• PROVIDED TEXT:
The controversy surrounding efforts to outlaw "partial-birth
abortion", as it is called by its opponents,
is an example of how the Right uses an issue to its advantage. Late-term
abortion emerged as a widely debated topic in the mid 1990s, and the
Right has successfully kept it active on state and federal legislative
agendas ever since. At first, the right's activism appeared to be focused
on opposition to a particular procedure, known medically as Dilation
and Extraction (D&X ). But as the debates have worn on, it has become
clear that the focus on late-term abortion is part of the overall strategy
to abolish all legal abortions.
Late-term abortion is an uncommon
medical procedure done in the third trimester.
When the right uses the carefully chosen term "partial-birth abortion," it
plays to the ardent emotions of both the pro- and anti-choice forces
as well as to the substantial group of Americans in the "middle" who
support a woman's right to choose but are vulnerable to arguments that
would justify certain restrictions. The phrase "partial-birth abortion" is
a political, not a medical, description of the procedure, and so it has
been necessary to define it when creating legislation. Although the meaning
and intent of the term have been the focus of much debate, the widespread
use of the term "partial-birth abortion" in the media and by
the public is an indication of the success of the right in controlling
how the topic is discussed.

• TASK DESCRIPTION: In the passage on late-term abortion, reproduce word for word the text starting with "Late-term abortion is an" and going on through "topic is discussed.".

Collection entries
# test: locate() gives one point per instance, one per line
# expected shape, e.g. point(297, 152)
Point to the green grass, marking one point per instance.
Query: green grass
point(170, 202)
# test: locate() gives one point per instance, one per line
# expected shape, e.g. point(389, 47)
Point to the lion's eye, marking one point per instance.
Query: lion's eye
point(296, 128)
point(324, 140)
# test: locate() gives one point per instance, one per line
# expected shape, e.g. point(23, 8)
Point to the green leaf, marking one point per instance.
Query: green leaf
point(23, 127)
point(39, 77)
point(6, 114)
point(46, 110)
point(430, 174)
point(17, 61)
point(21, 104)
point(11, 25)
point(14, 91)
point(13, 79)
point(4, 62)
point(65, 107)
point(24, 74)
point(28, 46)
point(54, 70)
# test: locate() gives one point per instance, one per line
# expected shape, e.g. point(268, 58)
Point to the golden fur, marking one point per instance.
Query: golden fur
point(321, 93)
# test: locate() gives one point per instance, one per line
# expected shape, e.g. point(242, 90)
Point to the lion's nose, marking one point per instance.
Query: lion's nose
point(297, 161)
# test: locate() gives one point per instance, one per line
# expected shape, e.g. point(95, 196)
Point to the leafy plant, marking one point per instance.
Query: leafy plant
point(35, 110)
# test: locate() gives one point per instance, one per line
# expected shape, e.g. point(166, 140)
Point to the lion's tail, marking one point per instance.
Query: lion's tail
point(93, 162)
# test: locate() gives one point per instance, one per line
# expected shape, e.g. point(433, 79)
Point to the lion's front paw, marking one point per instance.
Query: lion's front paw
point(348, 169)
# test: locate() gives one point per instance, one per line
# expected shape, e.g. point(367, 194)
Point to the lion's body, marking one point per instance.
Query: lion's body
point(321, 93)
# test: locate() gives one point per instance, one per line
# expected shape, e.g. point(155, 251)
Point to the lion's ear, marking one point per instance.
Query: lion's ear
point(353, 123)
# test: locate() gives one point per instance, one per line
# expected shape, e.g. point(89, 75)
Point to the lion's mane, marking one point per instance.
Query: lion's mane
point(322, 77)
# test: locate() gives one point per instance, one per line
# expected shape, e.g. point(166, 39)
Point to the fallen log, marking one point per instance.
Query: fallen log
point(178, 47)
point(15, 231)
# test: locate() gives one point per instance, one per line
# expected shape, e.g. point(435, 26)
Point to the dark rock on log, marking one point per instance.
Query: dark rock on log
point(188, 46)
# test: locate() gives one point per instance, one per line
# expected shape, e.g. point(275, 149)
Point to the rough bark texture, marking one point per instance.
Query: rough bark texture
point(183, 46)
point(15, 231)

• ANSWER FOR THIS EXERCISE:
Late-term abortion is an uncommon
medical procedure done in the third trimester.
When the right uses the carefully chosen term "partial-birth abortion," it
plays to the ardent emotions of both the pro- and anti-choice forces
as well as to the substantial group of Americans in the "middle" who
support a woman's right to choose but are vulnerable to arguments that
would justify certain restrictions. The phrase "partial-birth abortion" is
a political, not a medical, description of the procedure, and so it has
been necessary to define it when creating legislation. Although the meaning
and intent of the term have been the focus of much debate, the widespread
use of the term "partial-birth abortion" in the media and by
the public is an indication of the success of the right in controlling
how the topic is discussed.